**INFORMATION GIVEN:**
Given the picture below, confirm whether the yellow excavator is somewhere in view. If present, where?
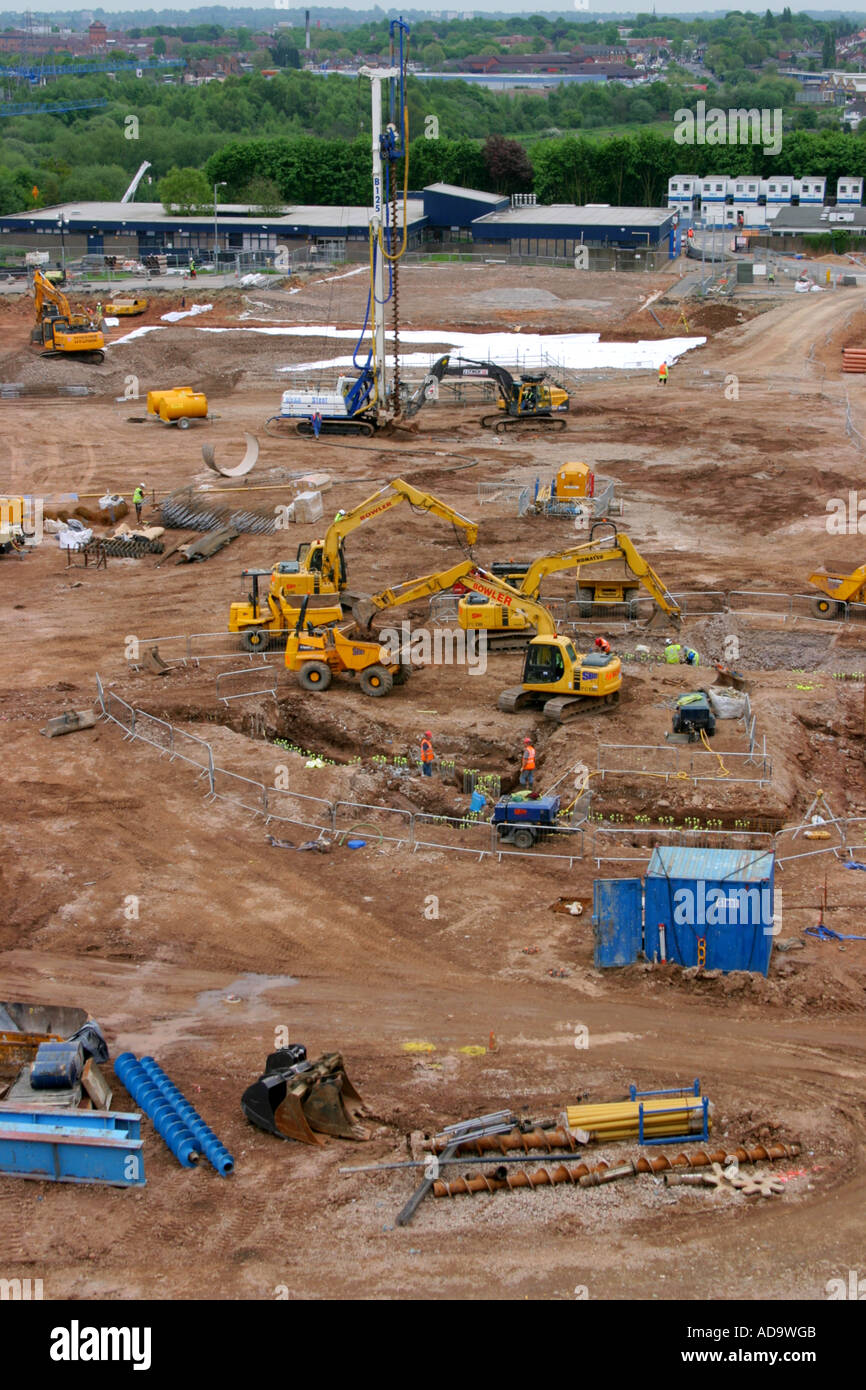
[809,564,866,617]
[31,270,106,363]
[304,560,623,724]
[457,521,681,651]
[228,478,478,651]
[443,357,570,434]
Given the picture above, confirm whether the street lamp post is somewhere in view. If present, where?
[214,179,228,271]
[57,213,70,281]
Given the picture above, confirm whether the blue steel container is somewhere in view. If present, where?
[644,845,774,974]
[592,878,644,970]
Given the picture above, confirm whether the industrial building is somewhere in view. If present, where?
[0,183,678,261]
[0,197,427,260]
[667,174,863,228]
[471,203,678,259]
[770,204,866,236]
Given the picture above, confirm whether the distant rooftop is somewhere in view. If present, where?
[424,183,505,203]
[4,197,424,231]
[473,203,673,231]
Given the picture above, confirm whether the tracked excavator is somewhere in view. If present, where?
[352,560,623,724]
[31,270,106,363]
[457,521,681,651]
[436,357,570,434]
[228,478,478,652]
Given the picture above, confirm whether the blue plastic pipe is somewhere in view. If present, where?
[114,1052,200,1168]
[140,1056,235,1177]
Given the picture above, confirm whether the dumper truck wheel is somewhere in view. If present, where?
[812,599,841,617]
[297,662,332,691]
[360,663,393,699]
[512,826,535,849]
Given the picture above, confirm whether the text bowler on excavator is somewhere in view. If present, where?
[31,270,106,363]
[457,521,681,651]
[352,560,623,724]
[228,478,478,651]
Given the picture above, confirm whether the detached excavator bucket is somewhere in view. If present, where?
[240,1052,367,1144]
[240,1073,324,1144]
[303,1066,367,1138]
[713,662,755,694]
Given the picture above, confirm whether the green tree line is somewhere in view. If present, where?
[0,62,866,213]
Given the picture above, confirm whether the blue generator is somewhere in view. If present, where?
[492,796,560,849]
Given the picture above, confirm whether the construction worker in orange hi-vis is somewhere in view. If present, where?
[421,730,436,777]
[520,738,535,788]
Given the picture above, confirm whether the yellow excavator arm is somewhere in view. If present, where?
[520,531,680,617]
[316,478,478,580]
[352,560,556,637]
[33,270,72,322]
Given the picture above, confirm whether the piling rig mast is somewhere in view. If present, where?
[267,19,419,436]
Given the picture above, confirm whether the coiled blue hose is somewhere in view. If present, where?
[140,1056,235,1177]
[114,1052,200,1168]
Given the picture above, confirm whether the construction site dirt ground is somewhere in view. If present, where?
[0,258,866,1301]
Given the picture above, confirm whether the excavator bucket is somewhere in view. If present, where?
[339,589,378,630]
[713,662,755,694]
[644,607,680,632]
[240,1052,367,1144]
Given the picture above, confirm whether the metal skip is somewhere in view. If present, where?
[202,434,259,478]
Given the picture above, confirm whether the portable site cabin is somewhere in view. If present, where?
[667,174,701,221]
[592,845,774,974]
[798,175,827,207]
[728,174,767,227]
[835,178,863,207]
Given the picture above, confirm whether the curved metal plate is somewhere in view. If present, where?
[202,434,259,478]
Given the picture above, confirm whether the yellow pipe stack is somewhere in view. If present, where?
[566,1095,713,1143]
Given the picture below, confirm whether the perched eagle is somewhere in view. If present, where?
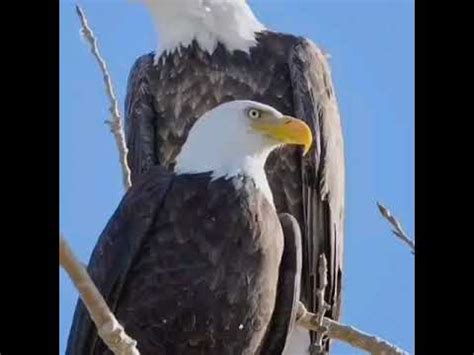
[125,0,345,355]
[66,101,312,355]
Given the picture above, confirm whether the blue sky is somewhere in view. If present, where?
[60,0,414,354]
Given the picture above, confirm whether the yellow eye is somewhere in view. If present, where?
[249,108,260,119]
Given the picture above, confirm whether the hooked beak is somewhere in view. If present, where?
[252,116,313,155]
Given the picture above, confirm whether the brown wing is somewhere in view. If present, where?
[260,213,301,355]
[289,39,345,352]
[124,54,158,184]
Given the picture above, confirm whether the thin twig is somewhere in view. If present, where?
[377,202,415,254]
[59,235,140,355]
[76,5,132,190]
[297,302,408,355]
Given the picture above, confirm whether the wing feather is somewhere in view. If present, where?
[289,39,345,350]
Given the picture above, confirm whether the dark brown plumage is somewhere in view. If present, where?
[125,32,345,354]
[66,167,301,355]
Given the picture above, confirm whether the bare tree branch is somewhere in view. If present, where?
[76,5,132,190]
[377,202,415,254]
[297,302,408,355]
[59,235,140,355]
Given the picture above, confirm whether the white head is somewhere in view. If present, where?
[134,0,265,56]
[176,101,312,206]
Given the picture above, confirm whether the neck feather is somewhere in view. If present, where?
[149,0,265,56]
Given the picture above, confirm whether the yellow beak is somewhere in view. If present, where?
[252,116,313,155]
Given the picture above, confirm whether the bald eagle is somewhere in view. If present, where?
[125,0,345,355]
[66,101,312,355]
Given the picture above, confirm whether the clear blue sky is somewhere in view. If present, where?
[60,0,414,354]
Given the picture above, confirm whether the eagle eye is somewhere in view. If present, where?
[248,108,261,119]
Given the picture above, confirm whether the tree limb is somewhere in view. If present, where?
[377,202,415,254]
[297,302,408,355]
[76,5,132,190]
[59,235,140,355]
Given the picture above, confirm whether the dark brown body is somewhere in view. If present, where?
[66,167,301,355]
[126,32,344,354]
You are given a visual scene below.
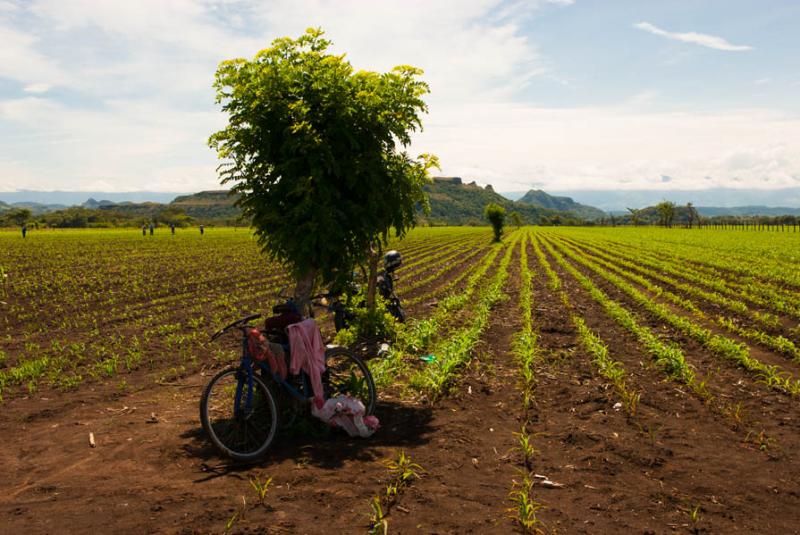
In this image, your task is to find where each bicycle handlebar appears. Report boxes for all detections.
[211,314,261,342]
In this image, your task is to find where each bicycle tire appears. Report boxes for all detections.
[322,347,377,415]
[200,367,279,462]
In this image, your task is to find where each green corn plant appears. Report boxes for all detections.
[250,475,272,505]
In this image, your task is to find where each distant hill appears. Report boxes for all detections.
[517,189,606,220]
[169,190,242,220]
[697,206,800,217]
[419,177,580,225]
[0,183,602,226]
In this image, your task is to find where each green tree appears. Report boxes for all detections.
[209,29,437,312]
[483,202,506,241]
[656,201,675,228]
[628,208,642,227]
[5,208,31,227]
[511,211,525,228]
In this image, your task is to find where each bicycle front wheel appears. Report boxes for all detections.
[322,347,377,415]
[200,368,278,462]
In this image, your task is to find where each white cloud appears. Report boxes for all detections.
[0,0,800,197]
[22,82,53,94]
[418,103,800,191]
[633,22,753,52]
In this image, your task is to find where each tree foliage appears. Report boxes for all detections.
[209,29,437,302]
[483,203,506,241]
[656,201,675,228]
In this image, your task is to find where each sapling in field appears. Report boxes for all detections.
[483,202,506,241]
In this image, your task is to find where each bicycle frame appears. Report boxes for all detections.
[233,330,310,418]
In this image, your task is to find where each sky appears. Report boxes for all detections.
[0,0,800,192]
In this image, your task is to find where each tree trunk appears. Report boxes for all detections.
[367,243,381,312]
[294,268,319,317]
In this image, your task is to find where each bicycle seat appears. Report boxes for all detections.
[272,303,297,314]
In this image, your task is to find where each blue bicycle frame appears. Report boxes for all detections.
[233,331,310,418]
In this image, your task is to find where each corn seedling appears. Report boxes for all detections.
[250,475,272,505]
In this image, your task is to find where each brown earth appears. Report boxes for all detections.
[0,232,800,534]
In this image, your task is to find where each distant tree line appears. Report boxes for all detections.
[0,205,243,228]
[597,201,800,232]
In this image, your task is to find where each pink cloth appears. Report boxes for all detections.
[286,319,325,400]
[247,329,286,379]
[311,396,380,438]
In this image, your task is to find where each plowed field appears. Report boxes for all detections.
[0,227,800,534]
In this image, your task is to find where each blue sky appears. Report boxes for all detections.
[0,0,800,191]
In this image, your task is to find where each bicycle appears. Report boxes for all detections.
[200,314,376,462]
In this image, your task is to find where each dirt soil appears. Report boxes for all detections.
[0,240,800,534]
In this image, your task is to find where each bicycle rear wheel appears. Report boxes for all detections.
[322,347,377,415]
[200,368,278,462]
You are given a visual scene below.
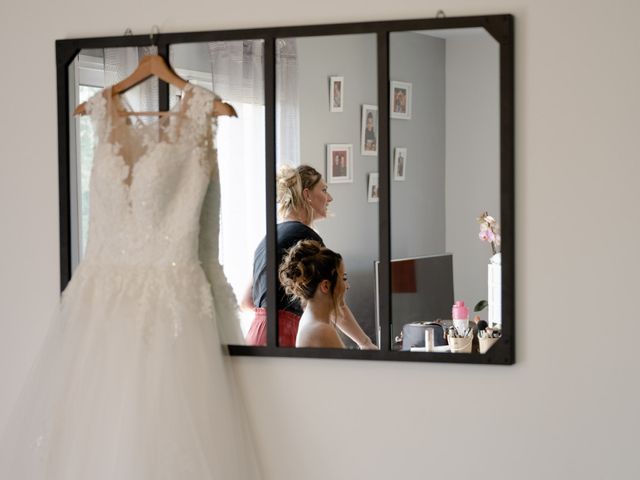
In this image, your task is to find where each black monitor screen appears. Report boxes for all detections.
[375,254,454,345]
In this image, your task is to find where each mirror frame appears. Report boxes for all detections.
[56,14,515,365]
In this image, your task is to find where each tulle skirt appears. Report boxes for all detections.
[0,264,259,480]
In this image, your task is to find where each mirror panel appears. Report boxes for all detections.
[276,34,379,348]
[169,40,266,344]
[389,28,501,351]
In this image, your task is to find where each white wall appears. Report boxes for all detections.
[0,0,640,480]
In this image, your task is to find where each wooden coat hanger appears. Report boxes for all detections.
[73,55,238,117]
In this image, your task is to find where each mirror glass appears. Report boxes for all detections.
[62,15,514,364]
[169,40,266,344]
[266,34,379,348]
[389,28,501,352]
[69,40,266,344]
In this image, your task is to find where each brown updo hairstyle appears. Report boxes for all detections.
[276,165,322,223]
[278,240,342,311]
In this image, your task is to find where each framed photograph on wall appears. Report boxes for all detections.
[390,80,412,120]
[360,105,378,156]
[393,147,407,181]
[367,172,380,203]
[327,143,353,183]
[329,77,344,112]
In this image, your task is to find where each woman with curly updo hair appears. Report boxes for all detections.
[240,165,376,348]
[278,240,349,348]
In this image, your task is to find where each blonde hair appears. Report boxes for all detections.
[276,165,322,224]
[278,240,342,311]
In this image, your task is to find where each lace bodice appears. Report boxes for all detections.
[84,84,217,267]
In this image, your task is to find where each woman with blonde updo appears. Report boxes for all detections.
[279,240,349,348]
[241,165,376,348]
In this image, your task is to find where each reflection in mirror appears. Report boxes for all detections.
[69,47,158,272]
[245,34,378,348]
[389,28,501,352]
[69,41,266,343]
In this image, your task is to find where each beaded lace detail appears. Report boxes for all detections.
[84,84,214,267]
[63,84,242,342]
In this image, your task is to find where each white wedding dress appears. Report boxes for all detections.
[0,84,259,480]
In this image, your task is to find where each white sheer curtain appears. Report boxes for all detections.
[104,46,158,118]
[208,40,299,329]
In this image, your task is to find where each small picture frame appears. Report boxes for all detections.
[327,143,353,183]
[367,172,380,203]
[389,81,412,120]
[360,105,378,157]
[329,77,344,112]
[393,147,407,182]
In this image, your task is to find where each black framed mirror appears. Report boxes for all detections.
[56,15,515,364]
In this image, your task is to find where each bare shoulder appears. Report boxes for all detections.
[296,322,344,348]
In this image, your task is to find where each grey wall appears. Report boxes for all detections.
[389,33,446,258]
[446,30,500,319]
[297,34,378,339]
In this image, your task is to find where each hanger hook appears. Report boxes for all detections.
[149,25,160,46]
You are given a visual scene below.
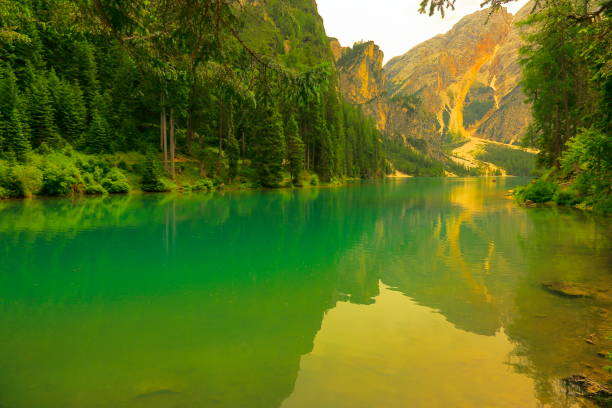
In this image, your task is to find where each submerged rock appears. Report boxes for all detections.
[134,389,179,399]
[563,374,612,407]
[542,281,593,298]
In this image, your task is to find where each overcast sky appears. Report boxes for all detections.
[317,0,527,62]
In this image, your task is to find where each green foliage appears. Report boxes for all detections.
[101,167,130,194]
[27,75,60,147]
[521,0,612,213]
[13,164,43,197]
[0,68,30,161]
[39,153,83,196]
[253,102,285,187]
[83,173,107,195]
[552,189,582,206]
[191,179,215,191]
[310,173,319,186]
[140,153,170,192]
[0,0,384,199]
[285,117,304,184]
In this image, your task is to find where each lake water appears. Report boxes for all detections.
[0,178,612,408]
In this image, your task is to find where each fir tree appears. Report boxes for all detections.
[285,117,304,184]
[253,101,285,187]
[0,68,30,161]
[49,71,87,144]
[28,75,59,147]
[86,109,111,154]
[140,152,167,192]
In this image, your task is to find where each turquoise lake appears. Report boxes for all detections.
[0,178,612,408]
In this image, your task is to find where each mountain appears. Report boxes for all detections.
[332,4,532,145]
[384,4,532,143]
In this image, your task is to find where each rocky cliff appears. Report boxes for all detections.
[330,38,437,148]
[384,4,532,143]
[338,4,532,145]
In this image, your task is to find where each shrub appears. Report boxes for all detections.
[310,173,319,186]
[553,190,582,205]
[40,155,82,195]
[83,173,107,195]
[101,167,130,194]
[515,180,558,203]
[191,179,215,191]
[0,164,25,197]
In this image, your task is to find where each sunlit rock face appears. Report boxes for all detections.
[330,38,437,148]
[384,4,532,143]
[330,3,533,144]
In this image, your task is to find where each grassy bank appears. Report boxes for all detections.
[0,147,330,198]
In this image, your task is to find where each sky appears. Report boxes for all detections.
[317,0,528,62]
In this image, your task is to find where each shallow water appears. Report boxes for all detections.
[0,178,612,408]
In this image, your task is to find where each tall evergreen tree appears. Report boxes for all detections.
[28,75,59,147]
[49,71,87,145]
[253,101,285,187]
[285,116,304,184]
[0,67,30,161]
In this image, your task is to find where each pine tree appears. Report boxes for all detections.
[49,71,87,144]
[28,75,59,147]
[0,68,30,161]
[140,152,167,192]
[285,117,304,184]
[253,101,285,187]
[85,109,111,154]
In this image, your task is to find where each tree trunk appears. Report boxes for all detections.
[170,108,176,180]
[161,94,168,171]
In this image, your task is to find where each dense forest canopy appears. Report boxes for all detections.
[0,0,384,195]
[0,0,612,212]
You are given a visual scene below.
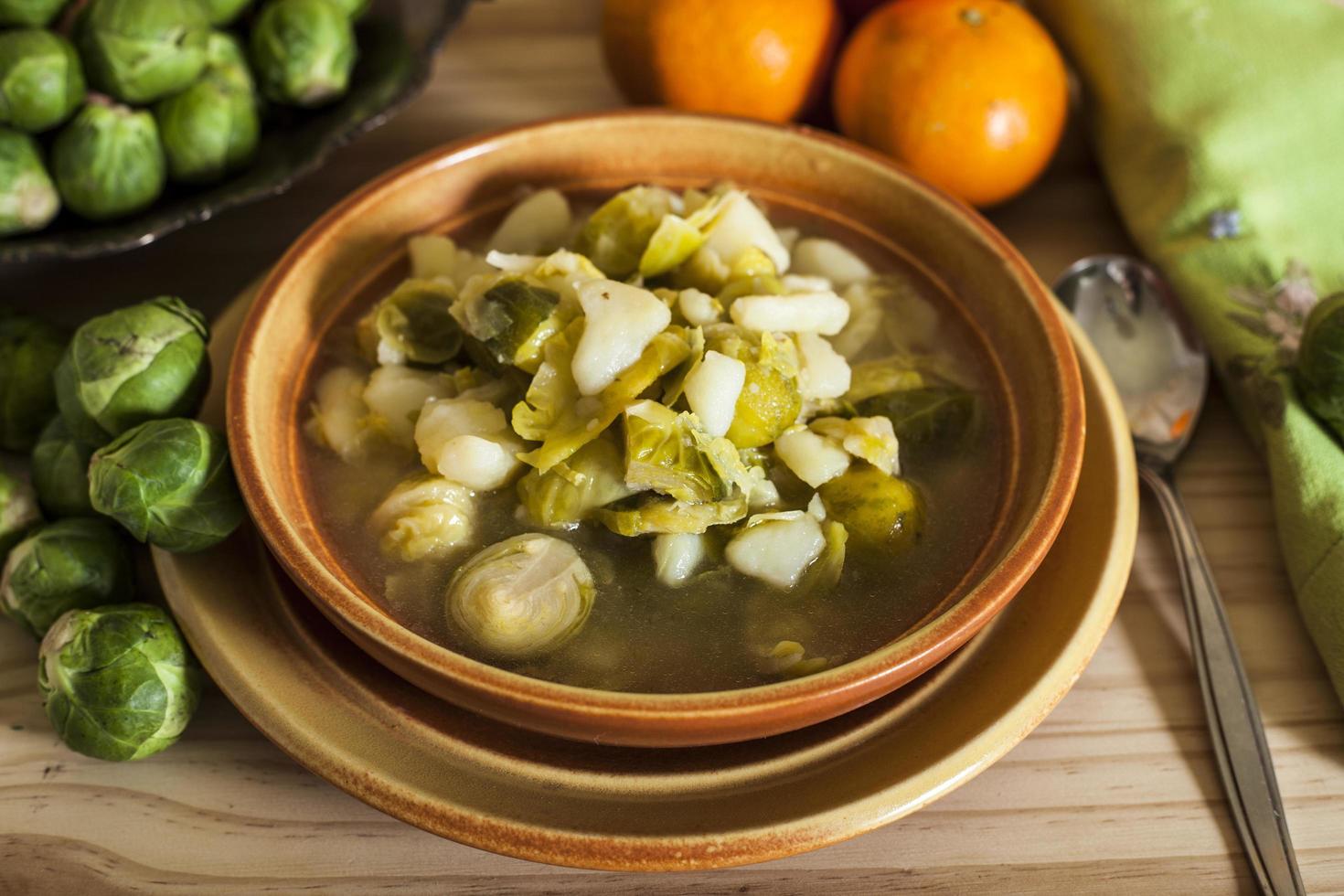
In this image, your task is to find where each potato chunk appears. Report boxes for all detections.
[724,510,826,589]
[572,280,672,395]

**EXERCISE:** Lay out the lines of the entries between the one containing "glass appears. Report boxes for all detections." and the one containing "[56,15,515,364]", inclusive, as a Markdown table with columns No. and Text. Number each row and leave out blank lines.

**WORKED SOLUTION:**
| No. | Text |
|---|---|
| 1 | In this image, your task is to find where each mirror glass appears. Report boxes for all detections. |
| 2 | [62,15,514,364] |
| 3 | [169,40,266,344] |
| 4 | [266,34,379,348] |
| 5 | [389,28,501,352] |
| 6 | [69,40,266,344] |
| 7 | In this image, your task is to find where each brown updo hairstyle appears. Report boxes for all detections. |
| 8 | [276,165,322,223] |
| 9 | [278,240,342,311] |
| 10 | In this image, your task is to find where each framed photograph on wall appears. Report boxes for all detections. |
| 11 | [390,80,412,120] |
| 12 | [360,105,378,156] |
| 13 | [393,147,407,181] |
| 14 | [367,172,380,203] |
| 15 | [327,143,353,183] |
| 16 | [329,77,344,112] |
| 17 | In this image, your task is to find where each woman with curly updo hair appears. Report boxes for all detections. |
| 18 | [240,165,376,348] |
| 19 | [278,240,349,348] |
| 20 | In this image, your task is to find where each blonde hair appears. Report boxes for all detections. |
| 21 | [276,165,322,224] |
| 22 | [278,240,342,311] |
| 23 | In this image, your task is to find where each lace bodice appears. Report boxes for all detections. |
| 24 | [84,84,217,267] |
| 25 | In this image, your task is to find where each woman with blonde updo appears. Report boxes for all detections. |
| 26 | [279,240,349,348] |
| 27 | [241,165,376,348] |
| 28 | In this image, your task is to find where each reflection in mirror appears. Report boxes for all detections. |
| 29 | [69,47,158,272] |
| 30 | [245,34,378,348] |
| 31 | [389,28,501,352] |
| 32 | [69,41,266,343] |
| 33 | In this image, your task is to find where each beaded lace detail appears. Report boxes for all detections. |
| 34 | [84,84,214,267] |
| 35 | [63,84,242,342] |
| 36 | In this image, your task is to find where each white wedding dress appears. Report boxes for all detections. |
| 37 | [0,84,259,480] |
| 38 | In this image, your task is to find where each white sheer curtain appears. Report boxes for all detections. |
| 39 | [104,46,158,118] |
| 40 | [208,40,299,329] |
| 41 | In this image, your task is to find where each small picture frame appears. Report boxes for all detections. |
| 42 | [327,143,353,183] |
| 43 | [367,172,380,203] |
| 44 | [389,81,412,120] |
| 45 | [360,105,378,157] |
| 46 | [329,77,344,112] |
| 47 | [393,147,407,182] |
| 48 | In this image, your task is to find where each black framed mirror appears. Report boxes for all detections. |
| 49 | [56,15,515,364] |